So langsam bekommt das künftige Wasserstoffnetz im mitteldeutschen Raum Kontur. Am 20. März werden die oberirdischen Gasleitungen des neuen Forschungsstands im Wasserstoffdorf Bitterfeld-Wolfen erstmals öffentlich gezeigt. Im Wasserstoffdorf Bitterfeld-Wolfen erforscht die Hochschule für Technik, Wirtschaft und Kultur Leipzig (HTWK Leipzig) gemeinsam mit Partnern aus Wissenschaft und Wirtschaft den Transport von Wasserstoff in herkömmlichen Kunststoff-Gasleitungen.

Seit Oktober 2023 ist das Testfeld um einen Komponenten-Versuchsstand reicher: Zwei oberirdische Rohrleitungen sind mit zahlreichen Komponenten aus dem Erdgas-Transport bestückt. Dort testet ein Forschungsteam um HTWK-Professor Robert Huhn den Einfluss von Wasserstoff auf verschiedene Absperr-Armaturen und Dichtungsmaterialien. Mit handgroßen Messgeräten überprüft es außerhalb der Rohre, ob Wasserstoff an den Verbindungsstellen austritt.

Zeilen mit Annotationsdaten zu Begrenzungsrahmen
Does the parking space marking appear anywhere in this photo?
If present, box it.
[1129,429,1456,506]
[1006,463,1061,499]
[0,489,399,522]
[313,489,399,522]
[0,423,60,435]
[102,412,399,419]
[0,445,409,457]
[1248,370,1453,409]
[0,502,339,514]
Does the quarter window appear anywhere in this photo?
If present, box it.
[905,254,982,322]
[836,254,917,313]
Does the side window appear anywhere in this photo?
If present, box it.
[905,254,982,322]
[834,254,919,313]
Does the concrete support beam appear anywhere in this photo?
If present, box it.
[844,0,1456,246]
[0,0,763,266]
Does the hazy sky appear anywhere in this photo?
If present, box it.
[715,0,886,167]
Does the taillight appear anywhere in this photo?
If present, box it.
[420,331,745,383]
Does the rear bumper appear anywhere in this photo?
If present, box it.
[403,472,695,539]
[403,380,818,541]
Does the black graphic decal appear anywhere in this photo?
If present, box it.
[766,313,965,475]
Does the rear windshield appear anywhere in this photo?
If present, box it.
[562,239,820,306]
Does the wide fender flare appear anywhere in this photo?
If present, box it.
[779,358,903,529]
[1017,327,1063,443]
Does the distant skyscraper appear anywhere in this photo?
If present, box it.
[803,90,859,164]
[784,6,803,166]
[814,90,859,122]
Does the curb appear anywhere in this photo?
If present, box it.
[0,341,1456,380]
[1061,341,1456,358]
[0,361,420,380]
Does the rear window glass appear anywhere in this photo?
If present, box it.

**Kurze Aufgabe**
Kopiere aus dem Text über das Wasserstoffdorf Bitterfeld-Wolfen den Abschnitt, der mit „So langsam bekommt“ beginnt und bis einschließlich „in herkömmlichen Kunststoff-Gasleitungen.“ reicht. Die Einträge stammen aus einer anderen Quelle als der Text.

**Schriftliche Antwort**
So langsam bekommt das künftige Wasserstoffnetz im mitteldeutschen Raum Kontur. Am 20. März werden die oberirdischen Gasleitungen des neuen Forschungsstands im Wasserstoffdorf Bitterfeld-Wolfen erstmals öffentlich gezeigt. Im Wasserstoffdorf Bitterfeld-Wolfen erforscht die Hochschule für Technik, Wirtschaft und Kultur Leipzig (HTWK Leipzig) gemeinsam mit Partnern aus Wissenschaft und Wirtschaft den Transport von Wasserstoff in herkömmlichen Kunststoff-Gasleitungen.